§ Supplied data:
* start *

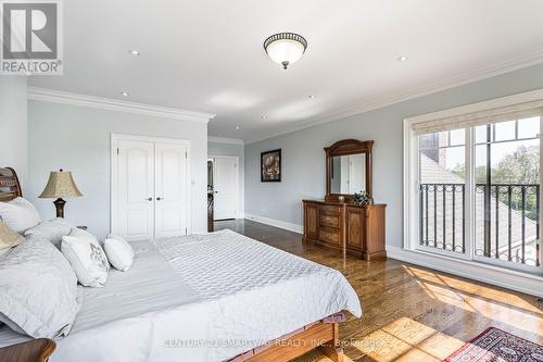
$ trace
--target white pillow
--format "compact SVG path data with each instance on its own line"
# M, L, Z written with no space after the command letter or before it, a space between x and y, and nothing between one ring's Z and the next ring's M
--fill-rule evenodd
M26 199L0 202L0 219L15 233L23 234L41 221L38 210Z
M61 251L86 287L103 287L110 266L105 253L97 238L85 230L74 228L62 237Z
M66 336L80 309L79 289L61 252L30 237L0 259L0 322L34 338Z
M132 266L134 249L121 236L108 235L103 242L103 248L110 263L122 272L126 272Z
M62 237L70 235L74 226L62 217L56 217L39 223L27 229L25 236L36 235L51 241L60 249Z

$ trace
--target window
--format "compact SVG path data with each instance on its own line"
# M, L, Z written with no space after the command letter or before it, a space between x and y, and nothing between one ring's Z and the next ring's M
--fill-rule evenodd
M522 104L406 120L407 248L543 274L543 93Z

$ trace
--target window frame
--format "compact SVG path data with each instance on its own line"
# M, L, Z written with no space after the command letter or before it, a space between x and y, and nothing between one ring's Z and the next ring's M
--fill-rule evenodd
M536 110L540 116L540 135L538 138L540 139L540 185L543 187L542 178L543 178L543 137L541 134L543 133L543 89L504 97L500 99L494 99L490 101L473 103L469 105L458 107L450 110L433 112L429 114L418 115L414 117L408 117L404 120L404 154L403 154L403 166L404 166L404 240L403 240L403 249L412 250L412 251L421 251L421 252L431 252L434 254L442 254L445 257L462 259L468 262L473 262L480 264L481 262L504 267L507 270L517 270L520 272L528 273L536 273L543 274L543 247L540 241L540 266L525 265L518 263L518 265L513 265L510 262L505 262L502 260L493 260L492 258L478 257L475 255L475 175L472 165L475 165L475 148L478 143L476 143L476 126L467 126L466 136L465 136L465 149L466 149L466 220L465 220L465 228L466 228L466 250L465 253L455 253L446 250L440 250L438 248L430 248L419 245L420 235L419 235L419 149L418 149L418 134L414 129L414 125L417 124L435 124L437 122L446 122L446 118L458 118L458 117L467 117L469 118L470 114L475 114L477 112L492 112L494 110L500 110L500 108L506 109L508 107L514 107L516 110L522 108L522 104L526 104L526 111L528 110ZM522 109L521 109L522 110ZM518 138L518 120L521 117L515 118L515 139L503 140L503 141L512 141L512 140L523 140ZM503 122L505 120L501 120L497 122ZM464 127L462 127L464 128ZM492 141L493 142L502 142L495 141L495 125L492 126ZM451 135L450 129L447 133L447 145L450 145ZM534 138L528 138L534 139ZM487 143L487 142L484 142ZM455 145L456 146L456 145ZM543 192L540 192L540 204L543 205L541 200L543 199ZM543 212L540 212L540 225L543 226ZM543 229L540 234L540 239L542 239ZM514 267L512 267L514 266ZM518 269L516 266L519 266Z

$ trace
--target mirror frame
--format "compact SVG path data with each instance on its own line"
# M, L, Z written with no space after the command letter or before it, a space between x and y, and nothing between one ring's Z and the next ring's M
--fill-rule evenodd
M331 194L331 170L332 170L332 158L338 155L350 155L350 154L366 154L366 192L368 197L374 199L374 187L372 187L372 161L371 161L371 150L374 147L372 140L361 141L357 139L342 139L337 141L330 147L325 147L326 152L326 201L339 202L338 197L343 196L346 202L351 202L353 195L349 194Z

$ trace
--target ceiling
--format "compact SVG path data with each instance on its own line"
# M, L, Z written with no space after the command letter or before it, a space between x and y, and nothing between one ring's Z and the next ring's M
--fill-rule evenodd
M31 86L214 113L210 136L245 141L543 62L541 0L63 3L64 75ZM287 71L262 47L279 32L308 41Z

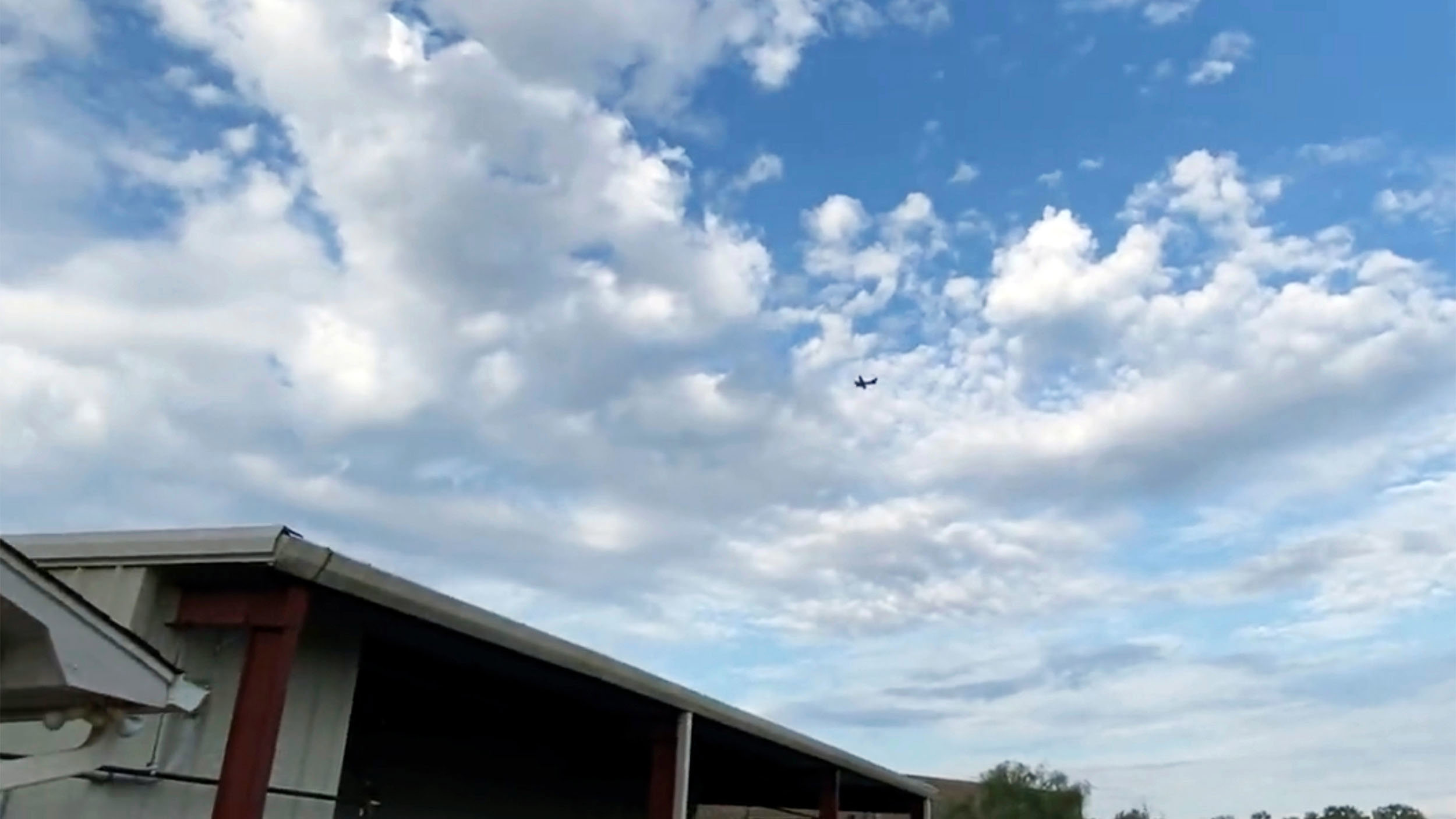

* end *

§ What the task asks:
Copy all of the lines above without changing anything, but leave out the pictures.

§ The reply:
$ trace
--target white pillow
--format "compact SVG path data with each instance on its own line"
# M, L, Z written with no space after the command letter or before it, a space between x and y, and nothing between one ring's Z and the next ring's M
--fill-rule evenodd
M26 199L0 202L0 219L15 233L23 234L41 221L38 210Z
M61 251L86 287L103 287L110 266L105 253L97 238L85 230L74 228L62 237Z
M66 336L80 309L79 289L61 252L30 237L0 259L0 322L34 338Z
M132 266L134 249L121 236L108 235L103 242L103 248L110 263L122 272L126 272Z
M62 237L70 235L74 226L62 217L56 217L39 223L27 229L25 236L36 235L51 241L60 249Z

$ trace
--target window
--format "compact SVG path data with each instance on its own line"
# M, L, Z written with no space after the command letter or before it, a space between x and y, and nothing between one ring's Z and the next ring's M
--fill-rule evenodd
M522 104L406 120L407 248L543 274L543 93Z

$ trace
--target window frame
--format "compact SVG path data with each instance on its own line"
# M, L, Z written with no space after the command letter or before it, a space between x and y, and nothing between one ring's Z and the next ring's M
--fill-rule evenodd
M536 110L540 116L540 135L538 138L540 139L540 185L543 187L542 178L543 178L543 137L541 134L543 133L543 89L504 97L500 99L494 99L490 101L473 103L469 105L458 107L450 110L433 112L429 114L418 115L414 117L408 117L404 120L404 154L403 154L403 166L404 166L404 240L403 240L403 249L412 250L412 251L421 251L421 252L431 252L434 254L442 254L445 257L462 259L468 262L473 262L480 264L481 262L504 267L507 270L517 270L520 272L528 273L536 273L543 274L543 247L540 241L540 266L525 265L518 263L518 265L513 265L510 262L505 262L502 260L493 260L492 258L478 257L475 255L475 175L472 165L475 165L475 148L478 143L476 143L476 126L467 126L466 136L465 136L465 149L466 149L466 220L465 220L465 228L466 228L466 250L465 253L455 253L446 250L440 250L438 248L430 248L419 245L420 235L419 235L419 149L418 149L418 134L414 129L414 125L417 124L435 124L437 122L446 122L446 118L458 118L458 117L467 117L469 118L470 114L475 114L477 112L492 112L494 110L500 110L500 108L506 109L508 107L514 107L516 110L522 108L522 104L526 104L526 111L528 110ZM522 109L521 109L522 110ZM518 138L518 120L521 117L515 118L515 139L503 140L503 141L512 141L512 140L523 140ZM503 122L505 120L501 120L497 122ZM464 127L462 127L464 128ZM492 141L493 142L502 142L495 141L495 125L492 126ZM451 135L450 129L447 133L447 145L450 145ZM534 138L528 138L534 139ZM487 143L487 142L484 142ZM455 145L456 146L456 145ZM543 192L540 192L540 204L543 205L541 200L543 199ZM543 212L540 212L540 225L543 226ZM543 229L540 234L540 239L542 239ZM514 267L512 267L514 266ZM518 269L516 266L519 266Z

$ trace
--target mirror frame
--format "compact SVG path data with each instance on its own line"
# M, L, Z written with no space after the command letter or before it, a space between x and y, and nothing between one ring's Z and the next ring's M
--fill-rule evenodd
M331 194L331 170L332 170L332 158L338 155L350 155L350 154L366 154L366 192L368 197L374 199L374 187L372 187L372 161L371 161L371 150L374 147L372 140L361 141L357 139L342 139L337 141L330 147L325 147L326 152L326 201L339 202L338 197L343 196L346 202L351 202L353 195L349 194Z

$ trace
--target ceiling
--format "compact SVG path data with each instance on its own line"
# M, L, Z written with no space after the command letter or before it, a space between x and y, and nothing between one ring's Z and the next ring's M
--fill-rule evenodd
M31 86L214 113L210 136L245 141L543 62L541 0L63 3L64 75ZM287 71L262 47L279 32L308 41Z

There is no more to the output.